[Start of PROVIDED PASSAGE]
She then became a pro-life activist, battling the abortions that in another life she made legal.

The Associated Press obituary, excerpted and linked after the jump, has some fascinating details about her life, such as these:  During the Roe v. Wade case, she claimed that she needed an abortion because she was pregnant due to rape, but she later admitted this was a lie.  She was basically used by feminist activists who ran with her case and took it to the Supreme Court.  She became involved in a lesbian relationship, but after she became a Christian, they became celibate.  After her conversion, she was an evangelical, but she later become Roman Catholic.

Her life is a remarkable testimony to the grace of God, who redeems sinners and changes them.

From Norma McCorvey, who was at center of Roe v. Wade, dead at 69, AP:

Norma McCorvey, whose legal challenge under the pseudonym “Jane Roe” led to the U.S. Supreme Court’s landmark decision that legalized abortion but who later became an outspoken opponent of the procedure, died Saturday. She was 69.

McCorvey died at an assisted living center in Katy, Texas, said journalist Joshua Prager, who is working on a book about McCorvey and was with her and her family when she died. He said she died of heart failure and had been ill for some time.
[End of PROVIDED PASSAGE]
[Start of DATA EXCERPTS]
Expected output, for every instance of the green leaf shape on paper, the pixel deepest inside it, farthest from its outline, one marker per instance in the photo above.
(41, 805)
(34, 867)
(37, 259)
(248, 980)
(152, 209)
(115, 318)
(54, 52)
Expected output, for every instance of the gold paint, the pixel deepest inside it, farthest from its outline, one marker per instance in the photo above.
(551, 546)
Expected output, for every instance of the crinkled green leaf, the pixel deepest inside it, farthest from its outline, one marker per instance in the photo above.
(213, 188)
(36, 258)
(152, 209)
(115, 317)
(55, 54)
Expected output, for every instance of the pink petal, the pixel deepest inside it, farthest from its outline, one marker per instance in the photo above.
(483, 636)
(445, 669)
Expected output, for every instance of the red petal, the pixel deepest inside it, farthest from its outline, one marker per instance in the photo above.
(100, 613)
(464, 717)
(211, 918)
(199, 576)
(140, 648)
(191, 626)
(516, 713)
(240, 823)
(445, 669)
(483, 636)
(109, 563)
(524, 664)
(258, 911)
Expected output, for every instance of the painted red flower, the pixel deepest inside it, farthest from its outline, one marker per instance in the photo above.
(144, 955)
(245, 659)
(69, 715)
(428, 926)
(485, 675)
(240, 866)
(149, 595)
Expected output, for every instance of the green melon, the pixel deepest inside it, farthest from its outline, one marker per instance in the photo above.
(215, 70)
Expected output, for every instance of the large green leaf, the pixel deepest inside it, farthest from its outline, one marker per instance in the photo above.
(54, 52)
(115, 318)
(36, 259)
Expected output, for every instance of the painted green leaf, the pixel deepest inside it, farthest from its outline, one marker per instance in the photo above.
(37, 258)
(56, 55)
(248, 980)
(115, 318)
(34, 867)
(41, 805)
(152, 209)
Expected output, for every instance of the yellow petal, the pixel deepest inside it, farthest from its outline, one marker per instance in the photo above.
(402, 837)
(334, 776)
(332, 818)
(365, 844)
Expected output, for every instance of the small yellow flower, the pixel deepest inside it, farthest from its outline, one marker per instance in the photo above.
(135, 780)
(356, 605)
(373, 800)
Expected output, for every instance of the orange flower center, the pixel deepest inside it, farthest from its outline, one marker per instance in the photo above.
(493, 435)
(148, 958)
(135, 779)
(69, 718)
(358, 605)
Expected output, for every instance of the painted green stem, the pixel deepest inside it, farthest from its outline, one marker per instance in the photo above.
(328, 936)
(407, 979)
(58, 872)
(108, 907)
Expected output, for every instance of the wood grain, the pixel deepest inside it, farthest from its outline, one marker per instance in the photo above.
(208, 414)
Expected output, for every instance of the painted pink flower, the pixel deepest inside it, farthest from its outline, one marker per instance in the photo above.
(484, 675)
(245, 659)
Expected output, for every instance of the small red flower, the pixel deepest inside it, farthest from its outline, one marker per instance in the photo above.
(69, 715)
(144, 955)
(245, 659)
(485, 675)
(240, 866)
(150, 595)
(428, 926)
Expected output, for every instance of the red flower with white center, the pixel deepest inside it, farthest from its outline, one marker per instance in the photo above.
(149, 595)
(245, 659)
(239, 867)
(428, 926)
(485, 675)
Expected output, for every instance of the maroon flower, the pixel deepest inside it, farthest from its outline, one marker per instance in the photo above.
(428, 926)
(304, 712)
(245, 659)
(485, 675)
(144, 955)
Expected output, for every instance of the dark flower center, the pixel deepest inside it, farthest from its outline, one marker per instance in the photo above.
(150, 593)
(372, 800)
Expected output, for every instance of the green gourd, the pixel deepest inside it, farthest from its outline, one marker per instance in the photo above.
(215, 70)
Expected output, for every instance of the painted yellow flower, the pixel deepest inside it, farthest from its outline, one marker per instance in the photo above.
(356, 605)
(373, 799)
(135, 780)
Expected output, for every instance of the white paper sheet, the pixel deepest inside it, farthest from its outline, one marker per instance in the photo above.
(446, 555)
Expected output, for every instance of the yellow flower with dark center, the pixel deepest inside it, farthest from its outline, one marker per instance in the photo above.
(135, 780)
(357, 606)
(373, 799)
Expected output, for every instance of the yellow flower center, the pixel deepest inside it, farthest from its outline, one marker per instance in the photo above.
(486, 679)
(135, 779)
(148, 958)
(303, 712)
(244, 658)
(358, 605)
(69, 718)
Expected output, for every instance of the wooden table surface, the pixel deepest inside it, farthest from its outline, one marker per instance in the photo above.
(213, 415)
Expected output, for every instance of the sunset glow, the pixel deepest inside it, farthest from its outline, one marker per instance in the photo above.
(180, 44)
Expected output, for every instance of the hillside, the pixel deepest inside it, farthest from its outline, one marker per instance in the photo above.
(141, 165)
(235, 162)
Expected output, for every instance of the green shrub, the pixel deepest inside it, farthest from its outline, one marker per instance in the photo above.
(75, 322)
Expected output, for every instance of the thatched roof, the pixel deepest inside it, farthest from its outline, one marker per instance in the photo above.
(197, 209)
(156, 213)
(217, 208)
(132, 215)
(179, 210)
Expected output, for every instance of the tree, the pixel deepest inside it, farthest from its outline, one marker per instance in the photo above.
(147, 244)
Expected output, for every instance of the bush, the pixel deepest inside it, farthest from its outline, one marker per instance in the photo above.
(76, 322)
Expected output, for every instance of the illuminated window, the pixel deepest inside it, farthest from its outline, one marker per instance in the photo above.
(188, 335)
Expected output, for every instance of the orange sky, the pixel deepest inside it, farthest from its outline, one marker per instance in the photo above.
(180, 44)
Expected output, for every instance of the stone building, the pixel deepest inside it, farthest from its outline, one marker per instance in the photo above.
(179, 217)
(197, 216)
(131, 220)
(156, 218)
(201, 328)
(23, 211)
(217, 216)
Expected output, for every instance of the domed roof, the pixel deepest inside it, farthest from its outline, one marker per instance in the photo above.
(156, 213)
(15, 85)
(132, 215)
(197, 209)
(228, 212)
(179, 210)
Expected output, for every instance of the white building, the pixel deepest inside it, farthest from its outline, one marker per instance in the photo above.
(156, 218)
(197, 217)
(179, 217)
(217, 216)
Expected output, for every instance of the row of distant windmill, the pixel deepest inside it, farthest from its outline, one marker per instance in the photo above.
[End of DATA EXCERPTS]
● **DIRECTIVES**
a – Extract the wording of the Norma McCorvey passage above between "The Associated Press" and "and changes them.", inclusive.
b – Continue the Norma McCorvey passage above from its last sentence.

● **THE REPLIES**
a –
The Associated Press obituary, excerpted and linked after the jump, has some fascinating details about her life, such as these:  During the Roe v. Wade case, she claimed that she needed an abortion because she was pregnant due to rape, but she later admitted this was a lie.  She was basically used by feminist activists who ran with her case and took it to the Supreme Court.  She became involved in a lesbian relationship, but after she became a Christian, they became celibate.  After her conversion, she was an evangelical, but she later become Roman Catholic.

Her life is a remarkable testimony to the grace of God, who redeems sinners and changes them.

b –
McCorvey was 22, unmarried, unemployed and pregnant for the third time in 1969 when she sought to have an abortion in Texas, where the procedure was illegal except to save a woman’s life. The subsequent lawsuit, known as Roe v. Wade, led to the Supreme Court’s 1973 ruling that established abortion rights, though by that time, McCorvey had given birth and given her daughter up for adoption.

Decades later, McCorvey underwent a conversion, becoming an evangelical Christian and joining the anti-abortion movement. A short time later, she underwent another religious conversion and became a Roman Catholic.

“I don’t believe in abortion even in an extreme situation. If the woman is impregnated by a rapist, it’s still a child. You’re not to act as your own God,” she told The Associated Press in 1998.